• WORK ORDER: Across all entries below, how many lines include "sign"? Only the number, please.

*** RECORDS SHOWN

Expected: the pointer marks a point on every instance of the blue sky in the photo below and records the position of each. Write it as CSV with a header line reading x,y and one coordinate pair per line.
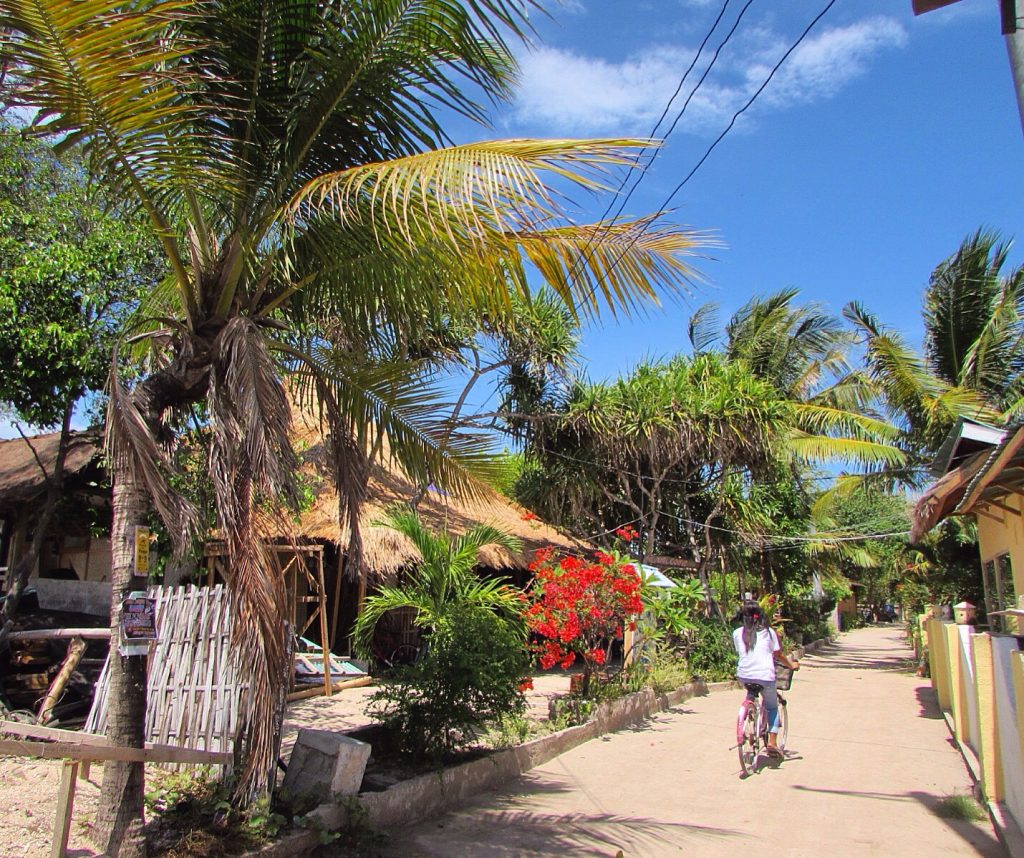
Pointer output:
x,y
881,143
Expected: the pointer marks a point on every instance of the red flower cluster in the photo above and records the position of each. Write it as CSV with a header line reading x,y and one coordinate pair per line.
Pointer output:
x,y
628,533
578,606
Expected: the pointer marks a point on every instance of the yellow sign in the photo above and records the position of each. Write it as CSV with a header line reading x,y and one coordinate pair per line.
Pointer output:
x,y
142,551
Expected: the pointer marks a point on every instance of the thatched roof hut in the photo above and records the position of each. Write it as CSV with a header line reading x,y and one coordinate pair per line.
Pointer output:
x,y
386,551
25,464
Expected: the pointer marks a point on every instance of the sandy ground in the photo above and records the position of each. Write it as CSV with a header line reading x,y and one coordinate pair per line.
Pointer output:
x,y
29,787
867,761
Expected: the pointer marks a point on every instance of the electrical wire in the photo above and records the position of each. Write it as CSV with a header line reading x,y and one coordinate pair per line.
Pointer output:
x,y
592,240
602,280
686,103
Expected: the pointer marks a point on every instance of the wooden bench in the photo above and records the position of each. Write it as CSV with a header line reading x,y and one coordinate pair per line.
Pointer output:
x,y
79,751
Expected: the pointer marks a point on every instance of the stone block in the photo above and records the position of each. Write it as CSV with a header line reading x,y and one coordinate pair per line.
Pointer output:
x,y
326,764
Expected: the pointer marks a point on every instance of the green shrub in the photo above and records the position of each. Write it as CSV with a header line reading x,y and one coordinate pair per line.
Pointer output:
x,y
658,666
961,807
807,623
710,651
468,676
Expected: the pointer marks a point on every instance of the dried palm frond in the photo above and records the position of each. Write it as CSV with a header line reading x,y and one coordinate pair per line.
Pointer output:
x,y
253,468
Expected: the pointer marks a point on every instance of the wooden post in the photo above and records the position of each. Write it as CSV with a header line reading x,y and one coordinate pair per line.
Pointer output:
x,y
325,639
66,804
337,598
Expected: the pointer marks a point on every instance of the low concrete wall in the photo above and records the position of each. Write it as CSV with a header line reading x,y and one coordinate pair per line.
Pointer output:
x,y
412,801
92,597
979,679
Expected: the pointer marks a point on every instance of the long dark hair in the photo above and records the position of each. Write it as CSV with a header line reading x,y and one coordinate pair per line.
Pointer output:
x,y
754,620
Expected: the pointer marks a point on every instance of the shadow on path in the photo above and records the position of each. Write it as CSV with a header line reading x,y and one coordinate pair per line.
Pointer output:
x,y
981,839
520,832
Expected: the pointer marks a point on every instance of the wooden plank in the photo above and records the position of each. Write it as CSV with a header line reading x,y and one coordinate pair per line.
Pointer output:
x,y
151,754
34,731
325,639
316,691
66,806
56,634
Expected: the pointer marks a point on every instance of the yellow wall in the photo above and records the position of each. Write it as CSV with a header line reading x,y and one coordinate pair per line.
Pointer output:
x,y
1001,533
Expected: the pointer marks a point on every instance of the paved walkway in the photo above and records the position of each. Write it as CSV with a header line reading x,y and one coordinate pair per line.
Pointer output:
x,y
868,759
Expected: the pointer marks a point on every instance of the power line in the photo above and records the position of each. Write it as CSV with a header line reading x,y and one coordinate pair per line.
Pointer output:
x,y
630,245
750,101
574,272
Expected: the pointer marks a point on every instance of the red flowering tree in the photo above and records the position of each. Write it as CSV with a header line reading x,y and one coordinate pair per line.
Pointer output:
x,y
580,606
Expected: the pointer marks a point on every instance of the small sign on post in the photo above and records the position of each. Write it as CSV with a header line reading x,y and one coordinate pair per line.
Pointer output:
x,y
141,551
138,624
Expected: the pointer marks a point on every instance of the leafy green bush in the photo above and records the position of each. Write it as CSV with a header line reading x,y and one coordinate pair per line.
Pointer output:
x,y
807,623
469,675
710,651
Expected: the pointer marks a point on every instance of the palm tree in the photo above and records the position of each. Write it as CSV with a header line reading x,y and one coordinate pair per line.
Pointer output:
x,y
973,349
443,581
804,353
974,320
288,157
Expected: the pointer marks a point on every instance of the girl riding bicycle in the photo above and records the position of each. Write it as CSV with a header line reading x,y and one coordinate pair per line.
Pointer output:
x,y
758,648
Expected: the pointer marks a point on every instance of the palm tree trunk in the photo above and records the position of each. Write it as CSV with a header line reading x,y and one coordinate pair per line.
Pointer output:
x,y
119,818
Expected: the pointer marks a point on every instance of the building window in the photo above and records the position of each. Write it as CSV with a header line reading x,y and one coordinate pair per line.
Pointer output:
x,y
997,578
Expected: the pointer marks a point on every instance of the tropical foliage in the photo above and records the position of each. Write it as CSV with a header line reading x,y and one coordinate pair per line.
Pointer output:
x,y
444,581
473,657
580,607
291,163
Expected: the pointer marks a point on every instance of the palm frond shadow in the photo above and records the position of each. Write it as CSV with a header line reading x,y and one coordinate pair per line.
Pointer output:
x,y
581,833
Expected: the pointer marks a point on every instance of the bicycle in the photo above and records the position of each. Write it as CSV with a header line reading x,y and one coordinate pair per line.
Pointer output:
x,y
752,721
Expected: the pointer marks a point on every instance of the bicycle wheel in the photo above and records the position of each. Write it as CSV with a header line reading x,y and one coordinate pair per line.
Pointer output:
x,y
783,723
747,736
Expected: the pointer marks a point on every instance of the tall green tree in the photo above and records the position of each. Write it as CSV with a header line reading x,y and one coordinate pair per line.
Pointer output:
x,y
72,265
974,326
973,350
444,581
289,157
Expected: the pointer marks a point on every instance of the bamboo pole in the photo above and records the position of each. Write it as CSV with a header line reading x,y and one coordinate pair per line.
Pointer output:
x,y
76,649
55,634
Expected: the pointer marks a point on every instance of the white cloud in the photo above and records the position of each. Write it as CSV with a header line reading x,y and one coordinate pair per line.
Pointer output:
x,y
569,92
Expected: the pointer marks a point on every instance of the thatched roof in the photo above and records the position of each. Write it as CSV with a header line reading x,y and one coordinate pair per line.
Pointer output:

******

• WRITTEN ANSWER: 2